SOURCE MATERIAL =
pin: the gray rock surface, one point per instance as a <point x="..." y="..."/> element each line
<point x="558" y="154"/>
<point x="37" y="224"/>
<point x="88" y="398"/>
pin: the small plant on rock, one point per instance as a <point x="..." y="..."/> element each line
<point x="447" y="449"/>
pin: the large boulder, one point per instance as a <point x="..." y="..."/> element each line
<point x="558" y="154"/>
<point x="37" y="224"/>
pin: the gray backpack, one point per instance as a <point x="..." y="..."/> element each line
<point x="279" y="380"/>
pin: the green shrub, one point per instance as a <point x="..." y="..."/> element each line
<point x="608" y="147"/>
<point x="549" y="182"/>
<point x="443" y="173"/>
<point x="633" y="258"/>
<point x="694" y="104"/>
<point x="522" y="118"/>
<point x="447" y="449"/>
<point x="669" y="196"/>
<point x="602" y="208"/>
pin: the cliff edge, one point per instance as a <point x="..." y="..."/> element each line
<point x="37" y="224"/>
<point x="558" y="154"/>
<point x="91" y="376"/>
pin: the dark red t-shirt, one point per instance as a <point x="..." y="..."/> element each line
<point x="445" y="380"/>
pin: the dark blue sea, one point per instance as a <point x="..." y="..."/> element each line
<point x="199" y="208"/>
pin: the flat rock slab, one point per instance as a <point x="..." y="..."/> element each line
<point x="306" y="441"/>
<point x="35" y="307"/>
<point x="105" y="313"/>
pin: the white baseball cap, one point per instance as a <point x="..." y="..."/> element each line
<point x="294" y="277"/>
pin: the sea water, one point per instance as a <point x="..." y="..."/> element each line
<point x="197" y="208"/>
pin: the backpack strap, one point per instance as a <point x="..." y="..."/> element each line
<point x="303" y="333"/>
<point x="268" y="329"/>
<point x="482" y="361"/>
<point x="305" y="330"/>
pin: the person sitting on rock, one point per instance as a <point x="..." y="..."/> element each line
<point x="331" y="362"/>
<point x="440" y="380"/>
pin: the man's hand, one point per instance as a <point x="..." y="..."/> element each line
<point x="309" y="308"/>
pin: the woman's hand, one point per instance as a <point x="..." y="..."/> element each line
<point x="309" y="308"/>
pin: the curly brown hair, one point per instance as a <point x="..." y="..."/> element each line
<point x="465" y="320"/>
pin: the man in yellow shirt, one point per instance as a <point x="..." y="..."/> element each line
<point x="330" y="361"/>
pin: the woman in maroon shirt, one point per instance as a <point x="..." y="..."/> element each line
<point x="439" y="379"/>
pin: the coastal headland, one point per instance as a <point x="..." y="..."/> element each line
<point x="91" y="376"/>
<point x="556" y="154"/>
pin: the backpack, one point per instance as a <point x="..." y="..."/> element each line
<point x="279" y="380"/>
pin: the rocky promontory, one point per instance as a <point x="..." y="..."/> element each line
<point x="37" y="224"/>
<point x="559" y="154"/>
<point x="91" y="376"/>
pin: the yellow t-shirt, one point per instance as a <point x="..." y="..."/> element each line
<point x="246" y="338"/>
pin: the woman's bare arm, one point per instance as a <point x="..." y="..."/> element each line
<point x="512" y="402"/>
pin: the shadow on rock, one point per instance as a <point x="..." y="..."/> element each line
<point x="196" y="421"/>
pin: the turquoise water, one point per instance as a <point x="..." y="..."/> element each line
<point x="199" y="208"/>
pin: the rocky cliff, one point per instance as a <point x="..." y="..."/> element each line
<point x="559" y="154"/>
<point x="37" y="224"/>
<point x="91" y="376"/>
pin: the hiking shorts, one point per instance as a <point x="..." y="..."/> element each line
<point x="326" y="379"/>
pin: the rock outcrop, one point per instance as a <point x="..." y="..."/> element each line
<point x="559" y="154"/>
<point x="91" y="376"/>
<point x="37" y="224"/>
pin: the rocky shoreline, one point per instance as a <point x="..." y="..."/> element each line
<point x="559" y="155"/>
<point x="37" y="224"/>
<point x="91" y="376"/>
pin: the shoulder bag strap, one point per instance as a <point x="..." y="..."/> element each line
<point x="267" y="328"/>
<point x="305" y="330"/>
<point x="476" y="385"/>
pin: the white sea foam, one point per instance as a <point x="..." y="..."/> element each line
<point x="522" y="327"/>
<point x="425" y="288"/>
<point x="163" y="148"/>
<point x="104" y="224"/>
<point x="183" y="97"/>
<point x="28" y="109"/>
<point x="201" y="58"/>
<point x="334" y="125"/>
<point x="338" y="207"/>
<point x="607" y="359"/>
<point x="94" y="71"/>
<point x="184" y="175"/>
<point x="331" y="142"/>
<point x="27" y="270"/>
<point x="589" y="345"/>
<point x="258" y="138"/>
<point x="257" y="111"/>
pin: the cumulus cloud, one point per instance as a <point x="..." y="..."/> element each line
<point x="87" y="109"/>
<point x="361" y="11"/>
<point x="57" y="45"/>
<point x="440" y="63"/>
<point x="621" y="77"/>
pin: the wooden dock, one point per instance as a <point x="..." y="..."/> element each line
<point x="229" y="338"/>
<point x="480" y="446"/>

EXERCISE DIRECTIONS = Retype every record without alteration.

SOLUTION FOR THIS PROBLEM =
pin: the gray rock surface, one point per instance as a <point x="..." y="..."/> element each line
<point x="558" y="154"/>
<point x="37" y="224"/>
<point x="88" y="398"/>
pin: the small plant on rock, one point per instance as a <point x="..." y="..."/> element each line
<point x="447" y="449"/>
pin: the large boulder, one point per instance as a <point x="..." y="..."/> element each line
<point x="558" y="154"/>
<point x="37" y="224"/>
pin: the gray backpack, one point per instance as a <point x="..." y="..."/> element each line
<point x="279" y="380"/>
pin: the green shrub, one point per instance as a <point x="..." y="..."/> element each line
<point x="608" y="147"/>
<point x="549" y="182"/>
<point x="443" y="173"/>
<point x="633" y="258"/>
<point x="694" y="104"/>
<point x="522" y="118"/>
<point x="447" y="449"/>
<point x="669" y="196"/>
<point x="602" y="208"/>
pin: the cliff edge, one point per instance as a <point x="..." y="..."/> element each line
<point x="37" y="224"/>
<point x="558" y="154"/>
<point x="91" y="376"/>
pin: the dark red t-shirt, one point per instance as a <point x="..." y="..."/> element each line
<point x="445" y="380"/>
pin: the dark blue sea, one point per instance as a <point x="..." y="..."/> element each line
<point x="199" y="208"/>
pin: the flat rock slab, one point per instance as a <point x="..." y="..."/> element each line
<point x="306" y="441"/>
<point x="35" y="307"/>
<point x="105" y="313"/>
pin: the white baseball cap, one point per instance as a <point x="..." y="..."/> element each line
<point x="294" y="277"/>
pin: the sea water, one point per instance as a <point x="..." y="..."/> element each line
<point x="197" y="208"/>
pin: the backpack strap, one point per instance as a <point x="..." y="..."/> element each line
<point x="303" y="333"/>
<point x="268" y="329"/>
<point x="482" y="361"/>
<point x="305" y="330"/>
pin: the person sitting on rock, one point per instance as a <point x="..." y="..."/> element each line
<point x="331" y="362"/>
<point x="440" y="380"/>
pin: the man's hand, one point per instance as a <point x="..." y="..."/> element each line
<point x="309" y="308"/>
pin: the woman's hand, one point per instance as a <point x="..." y="..."/> element each line
<point x="309" y="308"/>
pin: the curly brown hair, one point per instance as a <point x="..." y="..."/> element each line
<point x="465" y="320"/>
pin: the man in yellow shirt, one point per instance as a <point x="..." y="..."/> element each line
<point x="330" y="361"/>
pin: the woman in maroon shirt, one point per instance as a <point x="..." y="..."/> element each line
<point x="439" y="379"/>
pin: the coastal headland, one point per instance as a <point x="..." y="..."/> element each line
<point x="91" y="376"/>
<point x="556" y="154"/>
pin: the backpack, one point per instance as a <point x="..." y="..."/> element each line
<point x="279" y="380"/>
pin: the rocky promontory, one point per instance as a <point x="..." y="..."/> element each line
<point x="37" y="224"/>
<point x="559" y="154"/>
<point x="91" y="376"/>
pin: the yellow t-shirt, one point per instance as a <point x="..." y="..."/> element each line
<point x="246" y="338"/>
pin: the woman's bare arm, one point per instance as a <point x="..." y="..."/> element each line
<point x="512" y="402"/>
pin: the shadow on rock, one point per instance as a <point x="..." y="..."/> element each line
<point x="196" y="421"/>
pin: the turquoise water, one point per instance as a <point x="..." y="..."/> element each line
<point x="199" y="208"/>
pin: the rocky cliff, one point per instance as a <point x="..." y="..."/> element each line
<point x="559" y="154"/>
<point x="37" y="224"/>
<point x="91" y="376"/>
pin: the hiking shorts, one point per instance as a <point x="..." y="..."/> element each line
<point x="326" y="379"/>
pin: the rock outcrop, one point per instance as a <point x="..." y="..."/> element each line
<point x="559" y="154"/>
<point x="91" y="376"/>
<point x="37" y="224"/>
pin: the rocky shoreline, one point per instance as a <point x="..." y="..."/> element each line
<point x="559" y="155"/>
<point x="37" y="224"/>
<point x="91" y="376"/>
pin: the shoulder bag strap, one point per instance as a <point x="..." y="..."/> element each line
<point x="267" y="328"/>
<point x="305" y="330"/>
<point x="476" y="385"/>
pin: the white sea foam, one point per instance as a <point x="..." y="..."/> element each line
<point x="522" y="327"/>
<point x="425" y="288"/>
<point x="163" y="148"/>
<point x="104" y="224"/>
<point x="183" y="97"/>
<point x="28" y="109"/>
<point x="201" y="58"/>
<point x="334" y="125"/>
<point x="338" y="207"/>
<point x="607" y="359"/>
<point x="94" y="71"/>
<point x="184" y="175"/>
<point x="331" y="142"/>
<point x="27" y="270"/>
<point x="589" y="345"/>
<point x="258" y="138"/>
<point x="257" y="111"/>
pin: the cumulus cloud, one point per instance as a <point x="..." y="..."/> element each line
<point x="87" y="109"/>
<point x="361" y="11"/>
<point x="57" y="45"/>
<point x="440" y="63"/>
<point x="621" y="77"/>
pin: the wooden dock, one point per instance as a <point x="..." y="..."/> element each line
<point x="229" y="338"/>
<point x="480" y="446"/>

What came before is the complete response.